Excerpts from location labeling data:

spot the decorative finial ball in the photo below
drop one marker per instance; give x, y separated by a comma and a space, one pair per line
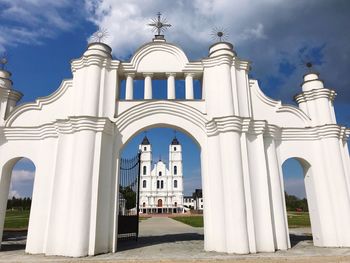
219, 34
3, 61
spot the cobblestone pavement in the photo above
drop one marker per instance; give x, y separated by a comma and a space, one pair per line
166, 240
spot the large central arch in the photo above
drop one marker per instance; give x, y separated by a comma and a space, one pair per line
75, 136
182, 117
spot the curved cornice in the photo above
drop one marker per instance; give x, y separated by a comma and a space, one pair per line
54, 129
315, 94
241, 64
277, 104
149, 108
148, 48
11, 94
96, 60
40, 102
314, 133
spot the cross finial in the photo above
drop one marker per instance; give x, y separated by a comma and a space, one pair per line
3, 61
159, 24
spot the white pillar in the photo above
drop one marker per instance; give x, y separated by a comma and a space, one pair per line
171, 85
148, 86
129, 89
235, 223
281, 231
260, 192
189, 86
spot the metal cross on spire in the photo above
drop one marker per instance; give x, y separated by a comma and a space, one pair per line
159, 24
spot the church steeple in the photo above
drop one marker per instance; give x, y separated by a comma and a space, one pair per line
145, 141
175, 141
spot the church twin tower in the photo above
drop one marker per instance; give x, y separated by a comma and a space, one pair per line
161, 188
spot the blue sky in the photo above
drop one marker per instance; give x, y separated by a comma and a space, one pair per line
42, 36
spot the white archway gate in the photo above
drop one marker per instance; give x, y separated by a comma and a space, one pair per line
75, 136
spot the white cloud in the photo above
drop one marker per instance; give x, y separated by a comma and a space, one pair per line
32, 21
265, 32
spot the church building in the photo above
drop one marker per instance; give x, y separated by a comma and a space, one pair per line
161, 185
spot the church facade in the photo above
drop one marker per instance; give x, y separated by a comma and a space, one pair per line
161, 187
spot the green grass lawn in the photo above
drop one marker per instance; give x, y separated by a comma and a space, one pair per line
298, 219
295, 219
16, 219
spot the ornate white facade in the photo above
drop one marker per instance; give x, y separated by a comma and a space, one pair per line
75, 137
161, 189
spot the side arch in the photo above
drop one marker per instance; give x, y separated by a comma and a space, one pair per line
5, 181
311, 194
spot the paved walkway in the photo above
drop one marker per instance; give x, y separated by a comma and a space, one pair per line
166, 240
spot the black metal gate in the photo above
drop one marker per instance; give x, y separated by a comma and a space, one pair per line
129, 191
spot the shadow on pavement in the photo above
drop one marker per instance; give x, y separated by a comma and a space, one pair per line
14, 240
154, 240
295, 239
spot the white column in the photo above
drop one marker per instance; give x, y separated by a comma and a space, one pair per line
189, 86
260, 193
278, 208
148, 86
171, 85
235, 223
129, 91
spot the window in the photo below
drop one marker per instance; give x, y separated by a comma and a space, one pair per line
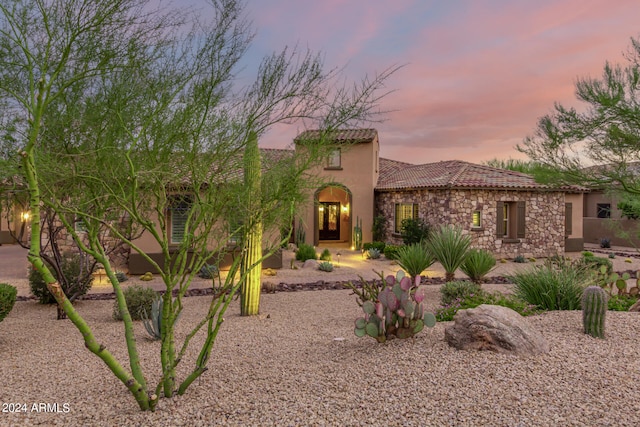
334, 160
510, 220
476, 219
568, 219
80, 226
404, 211
604, 210
178, 217
235, 232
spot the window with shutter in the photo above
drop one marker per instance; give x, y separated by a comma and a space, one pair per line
179, 215
404, 211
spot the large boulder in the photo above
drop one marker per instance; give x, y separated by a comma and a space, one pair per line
494, 328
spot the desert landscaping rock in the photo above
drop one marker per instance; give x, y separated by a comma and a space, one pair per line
494, 328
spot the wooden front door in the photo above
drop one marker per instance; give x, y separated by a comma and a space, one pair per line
329, 221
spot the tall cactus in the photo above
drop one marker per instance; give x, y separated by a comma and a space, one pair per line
594, 310
251, 266
357, 234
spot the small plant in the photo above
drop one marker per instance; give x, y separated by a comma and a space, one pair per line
594, 310
306, 252
391, 252
374, 245
153, 323
373, 253
595, 263
8, 295
414, 230
414, 259
398, 312
550, 287
449, 245
325, 255
368, 290
138, 298
520, 259
325, 266
147, 277
209, 271
451, 291
478, 264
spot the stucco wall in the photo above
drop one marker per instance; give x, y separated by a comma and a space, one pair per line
544, 225
358, 174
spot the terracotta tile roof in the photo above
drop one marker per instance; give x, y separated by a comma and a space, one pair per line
455, 174
341, 135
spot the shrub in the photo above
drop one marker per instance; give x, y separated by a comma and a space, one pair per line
373, 253
414, 230
139, 299
451, 291
520, 259
325, 266
449, 246
306, 252
374, 245
595, 262
76, 280
550, 288
391, 252
448, 311
414, 259
7, 299
208, 271
325, 255
478, 264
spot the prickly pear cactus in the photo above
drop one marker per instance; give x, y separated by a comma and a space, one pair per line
398, 312
594, 310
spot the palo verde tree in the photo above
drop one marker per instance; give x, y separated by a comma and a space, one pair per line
597, 145
126, 117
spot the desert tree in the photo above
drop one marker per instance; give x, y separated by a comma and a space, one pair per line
598, 144
122, 113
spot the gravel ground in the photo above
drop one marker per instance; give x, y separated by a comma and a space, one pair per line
299, 363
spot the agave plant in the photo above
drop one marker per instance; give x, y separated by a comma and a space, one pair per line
414, 259
449, 246
477, 264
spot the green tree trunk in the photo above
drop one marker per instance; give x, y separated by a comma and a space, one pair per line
251, 268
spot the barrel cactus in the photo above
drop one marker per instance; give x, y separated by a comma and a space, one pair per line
594, 310
398, 312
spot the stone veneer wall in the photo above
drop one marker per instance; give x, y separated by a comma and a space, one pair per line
544, 212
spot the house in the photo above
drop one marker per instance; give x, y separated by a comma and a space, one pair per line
505, 212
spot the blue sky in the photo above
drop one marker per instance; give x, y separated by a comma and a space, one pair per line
478, 73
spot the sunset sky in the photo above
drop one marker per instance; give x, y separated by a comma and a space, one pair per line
478, 73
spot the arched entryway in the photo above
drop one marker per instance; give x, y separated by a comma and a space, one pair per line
332, 215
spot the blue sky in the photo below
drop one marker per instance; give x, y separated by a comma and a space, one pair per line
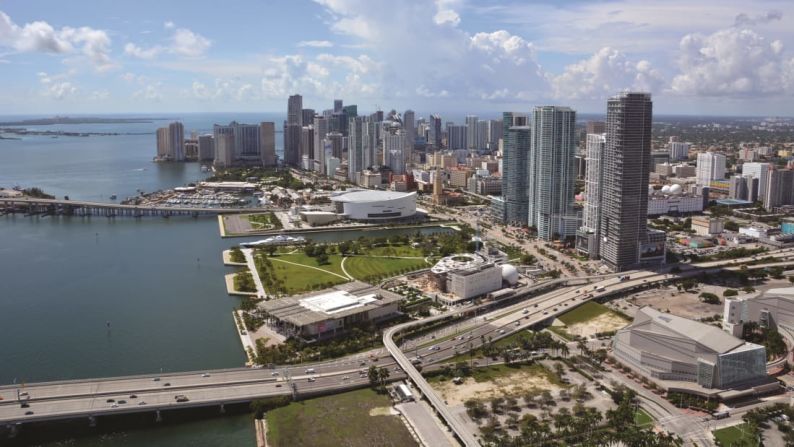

Your objective: From the records above, extract each line in which the word "window" appears, and reproduce those lines in full.

Complete output:
spot the window in the photo below
spot the window with shutter in the photo above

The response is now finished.